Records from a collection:
▬▬▬▬▬▬▬▬▬▬

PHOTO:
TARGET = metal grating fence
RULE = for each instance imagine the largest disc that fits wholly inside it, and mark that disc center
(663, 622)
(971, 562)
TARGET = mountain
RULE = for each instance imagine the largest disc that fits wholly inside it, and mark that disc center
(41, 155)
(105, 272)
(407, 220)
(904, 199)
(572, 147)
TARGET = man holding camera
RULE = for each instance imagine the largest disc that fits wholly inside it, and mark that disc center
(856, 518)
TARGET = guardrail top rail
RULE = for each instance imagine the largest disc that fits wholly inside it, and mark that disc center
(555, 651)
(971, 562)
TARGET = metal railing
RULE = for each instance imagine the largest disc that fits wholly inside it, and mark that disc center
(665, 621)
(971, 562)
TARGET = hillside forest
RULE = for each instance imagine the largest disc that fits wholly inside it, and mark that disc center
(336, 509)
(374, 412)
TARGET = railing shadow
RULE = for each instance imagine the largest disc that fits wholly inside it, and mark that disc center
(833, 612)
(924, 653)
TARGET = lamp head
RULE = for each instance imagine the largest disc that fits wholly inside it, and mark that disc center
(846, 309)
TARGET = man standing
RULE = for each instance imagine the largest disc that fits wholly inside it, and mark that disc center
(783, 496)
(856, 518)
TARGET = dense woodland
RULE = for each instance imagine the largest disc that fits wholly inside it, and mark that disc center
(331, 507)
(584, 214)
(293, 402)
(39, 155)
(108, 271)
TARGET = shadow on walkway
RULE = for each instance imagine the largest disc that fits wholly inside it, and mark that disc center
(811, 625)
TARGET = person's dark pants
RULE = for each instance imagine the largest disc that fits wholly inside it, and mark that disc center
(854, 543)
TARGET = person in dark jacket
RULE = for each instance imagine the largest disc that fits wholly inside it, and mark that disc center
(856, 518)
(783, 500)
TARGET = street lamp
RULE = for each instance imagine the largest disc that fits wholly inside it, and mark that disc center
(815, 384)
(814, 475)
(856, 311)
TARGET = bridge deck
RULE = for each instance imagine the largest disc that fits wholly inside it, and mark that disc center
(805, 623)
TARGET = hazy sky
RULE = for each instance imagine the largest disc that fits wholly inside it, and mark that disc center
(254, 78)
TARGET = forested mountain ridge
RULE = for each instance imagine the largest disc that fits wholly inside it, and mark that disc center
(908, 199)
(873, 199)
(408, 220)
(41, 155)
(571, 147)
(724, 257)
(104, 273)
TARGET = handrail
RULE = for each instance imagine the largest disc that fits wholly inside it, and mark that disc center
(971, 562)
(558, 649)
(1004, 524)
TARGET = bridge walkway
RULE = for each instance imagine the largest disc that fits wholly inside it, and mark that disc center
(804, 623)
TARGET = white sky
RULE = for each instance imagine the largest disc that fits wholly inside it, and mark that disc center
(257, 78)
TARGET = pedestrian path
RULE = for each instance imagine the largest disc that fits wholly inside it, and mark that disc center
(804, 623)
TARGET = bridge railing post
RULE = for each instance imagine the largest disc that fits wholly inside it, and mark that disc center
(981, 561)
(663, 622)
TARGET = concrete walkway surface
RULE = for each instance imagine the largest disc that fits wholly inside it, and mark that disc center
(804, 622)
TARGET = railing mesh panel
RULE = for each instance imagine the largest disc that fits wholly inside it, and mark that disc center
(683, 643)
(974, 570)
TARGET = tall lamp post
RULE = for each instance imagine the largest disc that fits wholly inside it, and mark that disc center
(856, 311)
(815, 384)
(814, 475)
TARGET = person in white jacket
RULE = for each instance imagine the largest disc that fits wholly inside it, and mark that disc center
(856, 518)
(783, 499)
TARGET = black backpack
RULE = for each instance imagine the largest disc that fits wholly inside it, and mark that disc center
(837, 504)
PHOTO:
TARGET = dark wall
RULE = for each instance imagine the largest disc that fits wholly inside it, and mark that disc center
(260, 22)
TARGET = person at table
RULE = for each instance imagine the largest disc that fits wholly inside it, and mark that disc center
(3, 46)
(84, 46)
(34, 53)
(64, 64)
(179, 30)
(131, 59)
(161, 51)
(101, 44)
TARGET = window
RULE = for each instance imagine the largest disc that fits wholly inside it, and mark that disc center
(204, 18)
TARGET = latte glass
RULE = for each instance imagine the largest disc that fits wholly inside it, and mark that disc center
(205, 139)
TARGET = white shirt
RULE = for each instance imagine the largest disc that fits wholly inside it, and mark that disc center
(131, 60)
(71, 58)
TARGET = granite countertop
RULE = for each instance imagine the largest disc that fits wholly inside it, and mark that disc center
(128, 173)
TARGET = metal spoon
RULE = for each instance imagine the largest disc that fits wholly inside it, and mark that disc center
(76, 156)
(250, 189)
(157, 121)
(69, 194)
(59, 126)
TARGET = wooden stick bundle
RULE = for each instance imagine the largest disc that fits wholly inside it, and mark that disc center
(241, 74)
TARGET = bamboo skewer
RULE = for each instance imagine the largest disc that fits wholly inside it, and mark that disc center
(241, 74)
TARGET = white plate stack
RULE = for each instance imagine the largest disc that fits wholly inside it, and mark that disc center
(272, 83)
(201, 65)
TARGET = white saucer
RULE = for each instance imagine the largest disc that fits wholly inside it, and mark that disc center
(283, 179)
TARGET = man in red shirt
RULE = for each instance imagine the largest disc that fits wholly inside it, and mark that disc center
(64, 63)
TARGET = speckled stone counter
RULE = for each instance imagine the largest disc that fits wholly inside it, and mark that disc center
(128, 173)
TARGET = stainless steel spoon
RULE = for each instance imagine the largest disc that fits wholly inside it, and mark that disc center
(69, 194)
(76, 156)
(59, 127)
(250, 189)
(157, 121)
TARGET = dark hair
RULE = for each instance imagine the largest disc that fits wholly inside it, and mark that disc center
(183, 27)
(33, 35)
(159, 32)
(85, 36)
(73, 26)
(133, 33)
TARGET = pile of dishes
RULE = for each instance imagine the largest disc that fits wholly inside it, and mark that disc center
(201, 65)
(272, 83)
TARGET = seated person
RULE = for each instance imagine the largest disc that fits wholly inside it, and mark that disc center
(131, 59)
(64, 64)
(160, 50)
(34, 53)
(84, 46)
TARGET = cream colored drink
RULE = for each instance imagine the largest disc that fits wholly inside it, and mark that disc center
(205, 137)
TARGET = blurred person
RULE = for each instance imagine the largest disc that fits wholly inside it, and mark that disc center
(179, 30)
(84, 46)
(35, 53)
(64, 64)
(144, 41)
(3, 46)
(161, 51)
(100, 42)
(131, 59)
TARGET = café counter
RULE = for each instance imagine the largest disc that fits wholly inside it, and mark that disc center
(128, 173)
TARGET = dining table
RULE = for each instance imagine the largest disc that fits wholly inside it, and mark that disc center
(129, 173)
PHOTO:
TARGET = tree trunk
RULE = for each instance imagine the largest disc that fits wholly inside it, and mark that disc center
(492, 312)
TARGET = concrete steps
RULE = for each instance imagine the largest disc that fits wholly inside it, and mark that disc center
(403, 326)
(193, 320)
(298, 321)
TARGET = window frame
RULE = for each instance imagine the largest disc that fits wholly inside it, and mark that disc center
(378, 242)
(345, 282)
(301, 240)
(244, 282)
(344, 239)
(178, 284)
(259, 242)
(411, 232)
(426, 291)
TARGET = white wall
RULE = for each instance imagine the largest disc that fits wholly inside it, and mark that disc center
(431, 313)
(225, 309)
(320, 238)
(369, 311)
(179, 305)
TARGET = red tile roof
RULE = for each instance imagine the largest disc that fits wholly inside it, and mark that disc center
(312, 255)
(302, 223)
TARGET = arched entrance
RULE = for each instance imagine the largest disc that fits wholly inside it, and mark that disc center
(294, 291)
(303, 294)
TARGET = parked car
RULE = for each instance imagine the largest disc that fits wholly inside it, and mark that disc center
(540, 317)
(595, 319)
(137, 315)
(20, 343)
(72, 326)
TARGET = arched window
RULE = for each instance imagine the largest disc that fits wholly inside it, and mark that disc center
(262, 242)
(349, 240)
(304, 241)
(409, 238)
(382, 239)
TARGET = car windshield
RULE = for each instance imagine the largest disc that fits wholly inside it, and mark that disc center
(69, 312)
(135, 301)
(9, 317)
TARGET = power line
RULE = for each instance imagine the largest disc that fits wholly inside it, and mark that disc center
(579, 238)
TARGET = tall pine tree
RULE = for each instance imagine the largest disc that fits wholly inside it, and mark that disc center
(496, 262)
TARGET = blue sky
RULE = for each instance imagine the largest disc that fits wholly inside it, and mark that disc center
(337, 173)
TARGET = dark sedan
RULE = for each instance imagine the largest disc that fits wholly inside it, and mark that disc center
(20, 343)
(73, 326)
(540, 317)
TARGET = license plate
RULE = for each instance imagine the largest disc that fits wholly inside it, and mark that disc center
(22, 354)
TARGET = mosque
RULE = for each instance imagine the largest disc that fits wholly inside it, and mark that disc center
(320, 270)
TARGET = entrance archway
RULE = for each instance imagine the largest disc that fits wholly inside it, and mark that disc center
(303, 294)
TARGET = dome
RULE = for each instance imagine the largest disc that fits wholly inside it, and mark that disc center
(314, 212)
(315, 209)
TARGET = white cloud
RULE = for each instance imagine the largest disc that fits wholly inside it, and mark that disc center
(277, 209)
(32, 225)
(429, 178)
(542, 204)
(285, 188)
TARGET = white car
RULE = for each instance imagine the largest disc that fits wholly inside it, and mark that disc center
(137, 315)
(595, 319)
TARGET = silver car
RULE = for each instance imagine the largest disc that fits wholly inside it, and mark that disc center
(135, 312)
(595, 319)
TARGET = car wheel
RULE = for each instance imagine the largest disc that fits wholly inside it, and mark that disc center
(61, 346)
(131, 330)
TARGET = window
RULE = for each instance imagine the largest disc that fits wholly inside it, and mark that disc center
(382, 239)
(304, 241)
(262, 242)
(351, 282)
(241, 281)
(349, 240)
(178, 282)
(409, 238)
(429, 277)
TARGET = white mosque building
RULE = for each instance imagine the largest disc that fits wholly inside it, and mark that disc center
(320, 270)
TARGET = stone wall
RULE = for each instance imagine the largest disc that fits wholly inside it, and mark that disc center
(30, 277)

▬▬▬▬▬▬▬▬▬▬

# Instructions for the task:
Beginning at the line that holds "TARGET = silver car", write out word for word each line through the end of the records.

# Solution to the problem:
TARGET = silver car
RULE = for each instance imagine the largest disc that fits wholly inside it, and mark that disc center
(135, 312)
(595, 319)
TARGET = car wheel
RULE = for each instance imagine the largest disc that fits wholly inside it, and mark that disc center
(61, 346)
(131, 330)
TARGET = window
RULE = for each instance imagine the largest disc that fits wholly inside it, and mark that disc center
(382, 239)
(304, 241)
(262, 242)
(351, 282)
(241, 281)
(349, 240)
(178, 282)
(409, 238)
(429, 277)
TARGET = white mosque building
RULE = for each instance imagine the largest disc that fits wholly inside it, and mark that disc center
(320, 270)
TARGET = stone wall
RULE = for each instance imagine the largest disc that fits wholly inside it, and mark that disc center
(30, 277)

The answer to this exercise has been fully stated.